Return the records verbatim.

(Collected data)

◆ ◆ ◆ ◆ ◆ ◆ ◆

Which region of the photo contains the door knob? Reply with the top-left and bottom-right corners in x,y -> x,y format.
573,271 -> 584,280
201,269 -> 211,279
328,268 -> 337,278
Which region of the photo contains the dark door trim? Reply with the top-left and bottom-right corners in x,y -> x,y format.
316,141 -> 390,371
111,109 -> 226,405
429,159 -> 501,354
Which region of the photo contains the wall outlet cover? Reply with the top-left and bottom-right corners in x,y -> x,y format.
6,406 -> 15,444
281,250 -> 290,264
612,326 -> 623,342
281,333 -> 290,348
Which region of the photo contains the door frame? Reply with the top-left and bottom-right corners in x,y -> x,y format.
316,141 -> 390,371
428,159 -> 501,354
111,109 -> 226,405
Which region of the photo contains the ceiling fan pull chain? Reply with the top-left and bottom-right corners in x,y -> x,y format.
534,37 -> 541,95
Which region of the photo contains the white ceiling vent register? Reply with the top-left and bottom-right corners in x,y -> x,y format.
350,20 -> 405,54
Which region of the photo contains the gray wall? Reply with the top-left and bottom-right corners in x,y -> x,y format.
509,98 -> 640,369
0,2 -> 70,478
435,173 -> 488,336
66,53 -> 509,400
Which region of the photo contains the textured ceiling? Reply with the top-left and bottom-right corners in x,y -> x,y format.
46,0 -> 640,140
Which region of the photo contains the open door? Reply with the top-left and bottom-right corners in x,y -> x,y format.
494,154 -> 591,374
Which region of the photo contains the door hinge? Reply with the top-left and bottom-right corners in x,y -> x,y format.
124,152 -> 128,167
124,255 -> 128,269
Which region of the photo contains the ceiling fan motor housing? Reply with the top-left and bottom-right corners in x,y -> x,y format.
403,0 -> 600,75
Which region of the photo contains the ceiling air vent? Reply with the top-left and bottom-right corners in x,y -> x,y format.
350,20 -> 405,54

◆ ◆ ◆ ◆ ◆ ◆ ◆

• [Exercise solution]:
Which region of the photo contains the door knob? Reply with the top-left and bottom-right corners in x,y -> x,y format.
573,271 -> 584,280
201,269 -> 211,279
328,268 -> 337,278
Which region of the photo contains the dark door trim? Reply with the top-left and bottom-right corners in x,y -> x,y format.
316,141 -> 390,371
111,109 -> 226,405
429,159 -> 501,354
Which region of the photo contains the wall outlet cover? Reply with the top-left and bottom-right corners in x,y -> x,y format.
6,406 -> 15,444
281,250 -> 290,264
612,326 -> 623,342
281,333 -> 290,348
Which region of the photo contains the door frame? Reply with the top-left and bottom-right corners in x,y -> x,y format.
316,141 -> 390,371
428,159 -> 501,354
111,109 -> 226,405
Which region of the photo contains the ceiling fan pull chain? Reply with the top-left and bottom-right corners in x,y -> x,y format.
534,37 -> 541,95
Which region of the photo contains the white ceiling vent register? Reply with the top-left and bottom-right corners in x,y -> x,y format.
350,20 -> 405,54
Which region of the photo contains the gray wall? Reply with the top-left and bottom-right corners in x,y -> x,y format.
509,98 -> 640,369
0,2 -> 70,478
435,173 -> 488,336
66,53 -> 509,400
Which region of the photo contains the textured ceiling? Reply with the top-left and bottom-right corners in x,y -> x,y format.
46,0 -> 640,140
Which region of the photo contains the open door? Reply with the top-left and bottom-right corners in x,y -> x,y format.
494,154 -> 591,374
Which region of the photo contains the door hinge? Reply with the top-left and bottom-right corners in x,y -> x,y format.
124,152 -> 128,167
124,255 -> 128,269
Which region of the photo contains the ceiling fan motor housing? Reply with the top-left and bottom-right corners in x,y -> x,y format.
403,0 -> 600,75
Which region of the photo contains the ceiling air vent? Reply with the top-left and bottom-right corners in x,y -> x,y format.
350,20 -> 405,54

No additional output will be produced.